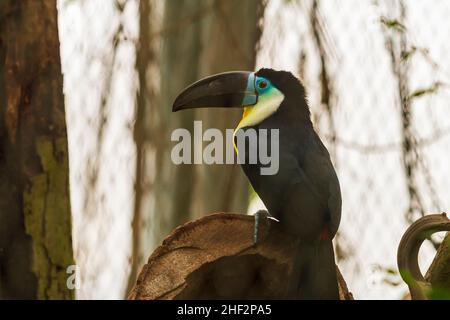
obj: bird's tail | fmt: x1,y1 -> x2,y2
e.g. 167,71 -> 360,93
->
288,239 -> 339,300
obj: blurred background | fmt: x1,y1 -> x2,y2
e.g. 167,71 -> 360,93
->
2,0 -> 450,299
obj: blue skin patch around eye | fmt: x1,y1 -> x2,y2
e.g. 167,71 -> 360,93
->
242,73 -> 258,106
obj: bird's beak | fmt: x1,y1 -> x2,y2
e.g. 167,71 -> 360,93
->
172,71 -> 258,112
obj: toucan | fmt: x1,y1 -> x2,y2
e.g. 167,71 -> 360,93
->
172,68 -> 342,299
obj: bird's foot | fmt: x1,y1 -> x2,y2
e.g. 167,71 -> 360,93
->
253,210 -> 279,245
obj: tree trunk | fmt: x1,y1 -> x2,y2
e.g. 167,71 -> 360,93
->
0,0 -> 74,299
129,0 -> 262,292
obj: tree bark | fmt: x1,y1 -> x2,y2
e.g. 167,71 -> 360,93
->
0,0 -> 73,299
129,213 -> 353,300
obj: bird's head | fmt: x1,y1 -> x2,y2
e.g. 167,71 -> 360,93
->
172,69 -> 310,129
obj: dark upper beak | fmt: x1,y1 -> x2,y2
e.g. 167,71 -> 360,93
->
172,71 -> 258,111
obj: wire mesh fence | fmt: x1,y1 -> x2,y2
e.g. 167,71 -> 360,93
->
59,0 -> 450,299
258,0 -> 450,298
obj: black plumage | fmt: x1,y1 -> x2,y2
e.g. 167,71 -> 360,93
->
242,69 -> 341,299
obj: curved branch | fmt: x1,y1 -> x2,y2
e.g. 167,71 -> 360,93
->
397,213 -> 450,300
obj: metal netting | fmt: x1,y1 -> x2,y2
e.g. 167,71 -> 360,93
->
258,0 -> 450,299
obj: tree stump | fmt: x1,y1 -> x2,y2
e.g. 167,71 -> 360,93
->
129,213 -> 353,300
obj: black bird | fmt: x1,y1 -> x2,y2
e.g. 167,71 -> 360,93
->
173,69 -> 341,299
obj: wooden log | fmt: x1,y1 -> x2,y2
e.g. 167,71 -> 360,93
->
129,213 -> 353,300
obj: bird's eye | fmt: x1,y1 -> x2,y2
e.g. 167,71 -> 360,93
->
258,80 -> 267,89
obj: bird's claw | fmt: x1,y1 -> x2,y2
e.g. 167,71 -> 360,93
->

> Work to be completed:
Copy out the listing above word for word, leaving out the pictures.

> Result:
obj: bird's tail | fmt: x1,y1 -> x2,y2
e.g. 167,71 -> 360,93
->
288,239 -> 339,300
obj: blurred background | fmt: x1,y1 -> x2,y2
e.g. 167,71 -> 360,93
->
2,0 -> 450,299
obj: blue skin patch around eye | fmt: x1,y1 -> x2,y2
e.g. 167,71 -> 360,93
->
242,73 -> 258,106
obj: bird's beak | fmt: x1,y1 -> x2,y2
e.g. 167,71 -> 360,93
->
172,71 -> 258,112
obj: toucan | fmt: x1,y1 -> x2,y2
e.g. 167,71 -> 360,93
->
172,68 -> 342,299
obj: bird's foot | fmt: x1,y1 -> x2,y2
e.g. 167,71 -> 360,93
->
253,210 -> 279,245
obj: tree trunk | fmt: x1,y1 -> x2,y2
e.g. 167,71 -> 360,93
->
0,0 -> 74,299
129,0 -> 262,292
obj: tree bark | fmt: x1,y1 -> x2,y2
e.g. 167,71 -> 360,93
->
0,0 -> 73,299
129,213 -> 353,300
obj: bird's head | fmt: x1,y1 -> x2,y2
e.g. 167,71 -> 360,93
->
172,69 -> 310,129
obj: dark upper beak | fmt: x1,y1 -> x2,y2
e.g. 167,71 -> 360,93
->
172,71 -> 258,111
obj: wire mesh fence | fmt: x1,y1 -> x2,y2
e.g. 167,71 -> 360,93
->
59,0 -> 450,299
258,0 -> 450,298
obj: black plumage | fmt: x1,y1 -> x2,y2
e.g. 167,71 -> 360,93
->
242,69 -> 341,299
obj: curved branch | fmt: x1,y1 -> x2,y2
e.g. 167,71 -> 360,93
->
397,213 -> 450,300
obj: metal netting | fmt: x1,y1 -> x2,y2
e.g. 167,71 -> 360,93
->
258,0 -> 450,299
obj: tree stump | fmt: x1,y1 -> x2,y2
e.g. 167,71 -> 360,93
->
129,213 -> 353,300
obj: black bird | fmt: x1,y1 -> x2,y2
e.g. 167,71 -> 360,93
->
173,69 -> 341,299
obj: wooden log | fmt: x1,y1 -> x2,y2
e.g. 167,71 -> 360,93
->
129,213 -> 353,300
obj: bird's eye | fmt: x1,y1 -> x2,y2
e.g. 167,71 -> 360,93
->
258,80 -> 267,89
obj: bird's claw | fmt: x1,y1 -> x2,y2
e.g. 167,71 -> 360,93
->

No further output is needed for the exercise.